THE IDEA OF INDIA
An International Conference on Teaching History
In 2015, at the annual conference that launched the History for Peace project, Dr Barbara Christophe delivered a powerful keynote address that has since served as a prism, refracting ideas that strengthen our objectives. Speaking about memory, history and history textbooks and the ambivalence inherent in these, she elaborated on the advantages and disadvantages of different approaches to the use of history teaching as a resource for reconciliation and thus for ‘teaching history for peace’.
Traditionally, history has been defined as the study of the past as it is recorded in documents. However, in recent years, Memory Studies has become an integral part of the historiographical landscape.
Urvashi Butalia, speaking at the same conference, discussed how marginalized histories emerge when we record oral narratives. Thus, textual, visual and oral representations of the past have gradually gained equal importance among historians as source and evidence.
☆ ☆ ☆
— Task requirements —
A: Rewrite the passage on teaching history starting at "Traditionally, history has" and ending at "the historiographical landscape.", replacing "documents" with "archives".
B: Continue the passage on teaching history from the point where it stops.
The listing is taken from a separate source.

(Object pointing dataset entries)
☆ ☆ ☆
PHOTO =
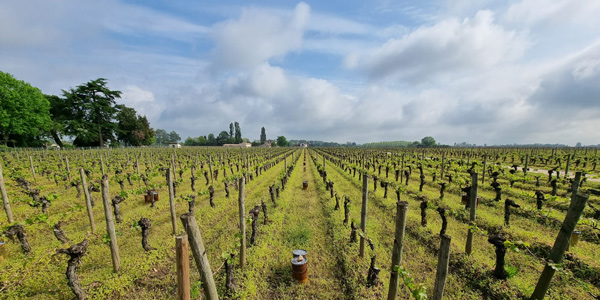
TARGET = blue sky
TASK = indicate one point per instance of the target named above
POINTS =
(482, 71)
☆ ☆ ☆
— Answers to the problems —
A:
Traditionally, history has been defined as the study of the past as it is recorded in archives. However, in recent years, Memory Studies has become an integral part of the historiographical landscape.

B:
This year, as we complete 70 years of Independence, the History for Peace annual conference, held in Calcutta from 14 to 17 August 2017, looked at India’s engagement or its lack thereof with institutionalized, collective and individual histories that make up the ‘Idea of India’. The many scholars, arts practitioners and intellectuals sharing their views on the subject included Prof Romila Thapar, Prof Gayatri Chakravorty Spivak, Prof Krishna Kumar, Prof Vijay Prashad, Sudhanva Deshpande and Ravish Kumar, to name just a few.
We are pleased to carry the conversations further in Bangalore with a conference organized in association with Vidyashilp Academy.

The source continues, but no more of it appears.